SOURCE PASSAGE =
** START **
# Blogs and News feeds



## fernandel (Sep 5, 2021)

Hi!

I saw to messages about Afghanistan in "Blogs and Newsfeeds a. Are those two posts related to FreeBSD, please or are just political news?
Thank you.


----------



## grahamperrin@ (Sep 5, 2021)

Thanks fernandel, I also wondered WTH they're doing in such a prominent area. Both now _reported_


----------



## Vull (Sep 5, 2021)

Those posts are created by RSS newsfeeds, and not by any individual human. Both are internet/Netcraft-related, insofar as their subject matter pertains to the eventual fate of the Afghanistan government's top-level domain registrations and the old government's internet sites, which is probably why they wound up here in "our" FreeBSD-related feed. Thread blogs-newsfeeds.39857


----------



## Deleted member 30996 (Sep 5, 2021)

The one about the guy who snagged their Domain was one of the better ones I've read.


----------



## grahamperrin@ (Sep 5, 2021)

Vull said:


> internet/Netcraft-related,



<https://www.google.com/search?q=FreeBSD+site:www.netcraft.com&tbs=li:1#unfucked> finds only one mention of FreeBSD, under <https://www.netcraft.com/internet-data-mining/hosting-provider-server-count/#error-margins>:



> Solutions that use a single operating system kernel and TCP/IP stack for multiple virtual user-lands (e.g. user-mode Linux, FreeBSD jails) will count as one computer.



If FreeBSD Forums represents Netcraft news content under a FreeBSD news heading: _why_?

I used the _report_ feature for a few more posts that are entirely unrelated to FreeBSD; entirely off-topic. As currently categorised, these things are a waste of space; they *devalue the forums*.


----------



## Vull (Sep 5, 2021)

grahamperrin said:


> <https://www.google.com/search?q=FreeBSD+site:www.netcraft.com&tbs=li:1#unfucked> finds only one mention of FreeBSD, under <https://www.netcraft.com/internet-data-mining/hosting-provider-server-count/#error-margins>:
> 
> 
> 
> If FreeBSD Forums is representing Netcraft news content: _why_?


In the thread I linked, a forum admin implied that Netcraft was somehow related to FreeBSD's 'environment.' I inferred that perhaps Netcraft was one supplier of the RSS newfeed. Maybe I was wrong to jump to that conclusion; maybe I'm misreading this whole thing entirely; I don't really know.

Why is this important? If Netcraft supplies part of FreeBSD's RSS new feed, is that a bad thing? I don't understand the concern.


----------



## Deleted member 30996 (Sep 5, 2021)

> https://www.microsoft.com    August 1995    Akamai Technologies, Inc.


I told you Microsoft and Akamai had associations.


----------



## Vull (Sep 5, 2021)

Netcraft: A FreeBSD _advocate?_ https://duckduckgo.com/?q=freebsd+netcraft&t=newext&atb=v281-1&ia=web


----------



## a6h (Sep 5, 2021)

Reliable Hosting Companies, ... GoDaddy is definitely one of them. Meh! I'm kidding. That was a joke. Seizing domains, terminate hosting ... Aha!
Presently, most reliable hosting are in the the Eastern Europe and Russia. My favorites are in Poland and Hungary.
** END **
WHAT YOU WILL DO =
**1.** Answer these questions about the forum thread:
(a) According to Vull, what creates the posts in the feed?
(b) In the quoted Netcraft passage, what will solutions that use a single operating system kernel and TCP/IP stack for multiple virtual user-lands count as?
(c) Which two countries does a6h name as favorites for hosting?
**2.** Please change the stretch of the forum thread from "Netcraft: A FreeBSD" through "hosting ... Aha!", writing it out again with "GoDaddy" swapped for "Namecheap".
The rows play no part in this.

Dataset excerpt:
** START **
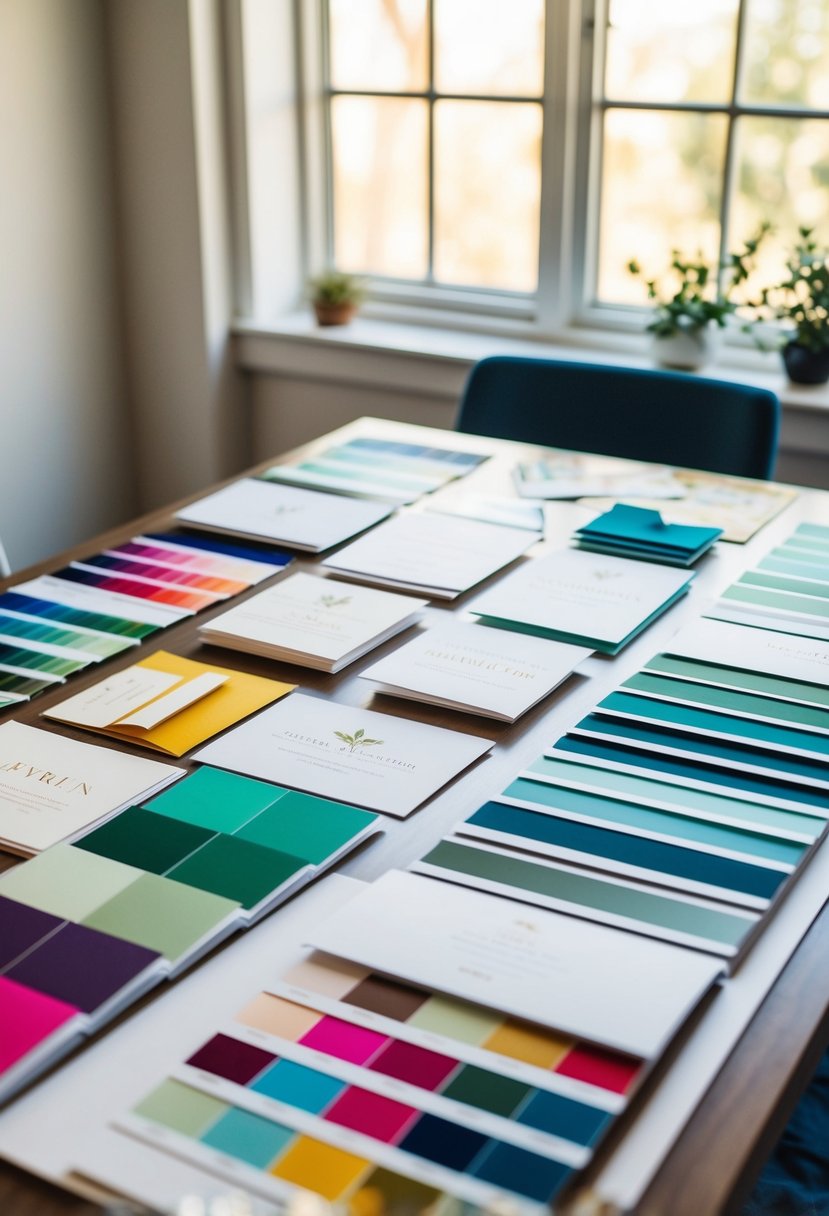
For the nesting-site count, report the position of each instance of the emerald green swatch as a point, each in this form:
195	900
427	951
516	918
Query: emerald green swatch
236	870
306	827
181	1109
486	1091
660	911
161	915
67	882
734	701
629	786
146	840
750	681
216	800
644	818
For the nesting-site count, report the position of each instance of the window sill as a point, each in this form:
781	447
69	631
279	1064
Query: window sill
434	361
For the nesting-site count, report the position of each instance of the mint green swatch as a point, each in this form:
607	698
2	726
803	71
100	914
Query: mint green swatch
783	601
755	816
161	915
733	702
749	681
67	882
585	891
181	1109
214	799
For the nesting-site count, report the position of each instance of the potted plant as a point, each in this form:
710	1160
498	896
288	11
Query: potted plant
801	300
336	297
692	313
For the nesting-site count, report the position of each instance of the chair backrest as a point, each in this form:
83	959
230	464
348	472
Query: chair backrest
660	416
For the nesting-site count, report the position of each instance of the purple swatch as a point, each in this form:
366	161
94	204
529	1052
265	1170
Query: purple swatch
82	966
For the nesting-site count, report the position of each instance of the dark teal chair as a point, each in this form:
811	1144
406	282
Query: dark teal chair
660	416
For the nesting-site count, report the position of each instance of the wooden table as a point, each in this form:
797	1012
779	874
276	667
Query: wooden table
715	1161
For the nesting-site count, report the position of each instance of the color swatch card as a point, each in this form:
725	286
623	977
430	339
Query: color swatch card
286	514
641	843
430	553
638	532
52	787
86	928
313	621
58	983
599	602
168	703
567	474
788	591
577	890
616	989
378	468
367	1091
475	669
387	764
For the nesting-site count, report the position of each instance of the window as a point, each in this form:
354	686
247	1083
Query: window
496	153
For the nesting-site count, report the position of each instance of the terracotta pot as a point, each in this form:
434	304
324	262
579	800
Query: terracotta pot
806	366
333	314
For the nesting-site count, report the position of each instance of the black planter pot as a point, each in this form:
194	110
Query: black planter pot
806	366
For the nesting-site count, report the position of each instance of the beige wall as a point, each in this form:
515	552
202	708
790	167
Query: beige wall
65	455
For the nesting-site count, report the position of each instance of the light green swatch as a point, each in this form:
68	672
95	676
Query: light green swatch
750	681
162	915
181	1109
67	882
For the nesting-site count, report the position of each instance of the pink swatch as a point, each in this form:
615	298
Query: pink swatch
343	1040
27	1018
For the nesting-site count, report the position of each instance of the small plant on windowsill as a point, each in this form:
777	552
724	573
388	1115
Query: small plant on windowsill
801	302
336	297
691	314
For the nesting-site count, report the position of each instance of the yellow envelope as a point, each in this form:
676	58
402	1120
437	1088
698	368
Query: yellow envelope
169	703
** END **
** START **
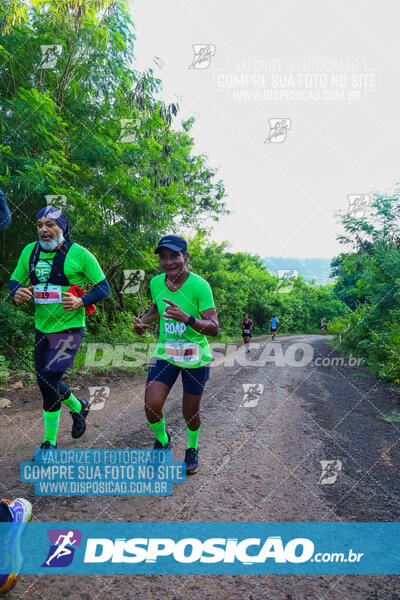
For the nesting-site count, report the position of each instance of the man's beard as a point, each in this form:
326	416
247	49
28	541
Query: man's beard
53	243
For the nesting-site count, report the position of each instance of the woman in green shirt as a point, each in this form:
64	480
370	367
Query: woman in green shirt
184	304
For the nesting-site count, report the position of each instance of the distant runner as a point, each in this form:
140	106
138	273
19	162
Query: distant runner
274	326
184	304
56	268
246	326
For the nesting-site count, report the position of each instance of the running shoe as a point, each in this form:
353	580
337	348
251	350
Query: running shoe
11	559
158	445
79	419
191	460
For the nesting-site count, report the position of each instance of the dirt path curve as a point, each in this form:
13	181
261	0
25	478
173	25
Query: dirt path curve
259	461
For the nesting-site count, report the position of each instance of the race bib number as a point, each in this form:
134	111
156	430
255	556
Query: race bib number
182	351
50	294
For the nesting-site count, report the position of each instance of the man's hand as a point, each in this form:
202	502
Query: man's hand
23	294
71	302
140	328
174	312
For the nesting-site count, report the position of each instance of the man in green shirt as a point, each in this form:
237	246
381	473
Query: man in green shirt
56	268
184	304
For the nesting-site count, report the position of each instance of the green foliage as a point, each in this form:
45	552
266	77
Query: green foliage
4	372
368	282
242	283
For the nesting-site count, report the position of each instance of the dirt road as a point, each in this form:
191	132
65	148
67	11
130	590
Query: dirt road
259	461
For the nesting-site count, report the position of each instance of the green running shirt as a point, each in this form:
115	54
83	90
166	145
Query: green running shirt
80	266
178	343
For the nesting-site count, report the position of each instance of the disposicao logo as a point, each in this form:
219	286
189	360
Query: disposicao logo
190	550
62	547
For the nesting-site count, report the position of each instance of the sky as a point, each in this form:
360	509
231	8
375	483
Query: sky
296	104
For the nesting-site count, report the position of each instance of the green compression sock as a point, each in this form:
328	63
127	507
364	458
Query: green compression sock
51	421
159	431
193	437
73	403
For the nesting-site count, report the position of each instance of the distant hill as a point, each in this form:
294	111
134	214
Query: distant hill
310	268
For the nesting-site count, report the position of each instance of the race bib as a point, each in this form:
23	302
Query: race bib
** END **
** START **
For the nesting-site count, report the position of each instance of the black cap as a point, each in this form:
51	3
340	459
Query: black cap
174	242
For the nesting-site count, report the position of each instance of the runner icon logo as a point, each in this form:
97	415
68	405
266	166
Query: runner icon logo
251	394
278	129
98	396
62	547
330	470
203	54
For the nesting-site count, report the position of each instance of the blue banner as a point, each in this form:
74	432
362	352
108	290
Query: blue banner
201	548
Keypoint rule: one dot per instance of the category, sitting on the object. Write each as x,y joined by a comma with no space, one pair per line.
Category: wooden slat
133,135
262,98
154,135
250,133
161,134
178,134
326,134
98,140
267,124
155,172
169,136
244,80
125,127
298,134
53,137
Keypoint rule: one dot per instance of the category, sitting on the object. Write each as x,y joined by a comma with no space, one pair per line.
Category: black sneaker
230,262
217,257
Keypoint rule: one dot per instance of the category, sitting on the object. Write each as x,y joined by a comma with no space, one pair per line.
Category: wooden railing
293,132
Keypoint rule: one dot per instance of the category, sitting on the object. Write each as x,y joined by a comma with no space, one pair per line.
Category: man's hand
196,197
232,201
** END **
RESPONSES =
**1.**
(a) RSS newsfeeds, not any individual human.
(b) One computer.
(c) Poland and Hungary.

**2.**
Netcraft: A FreeBSD _advocate?_ https://duckduckgo.com/?q=freebsd+netcraft&t=newext&atb=v281-1&ia=web


----------



## a6h (Sep 5, 2021)

Reliable Hosting Companies, ... Namecheap is definitely one of them. Meh! I'm kidding. That was a joke. Seizing domains, terminate hosting ... Aha!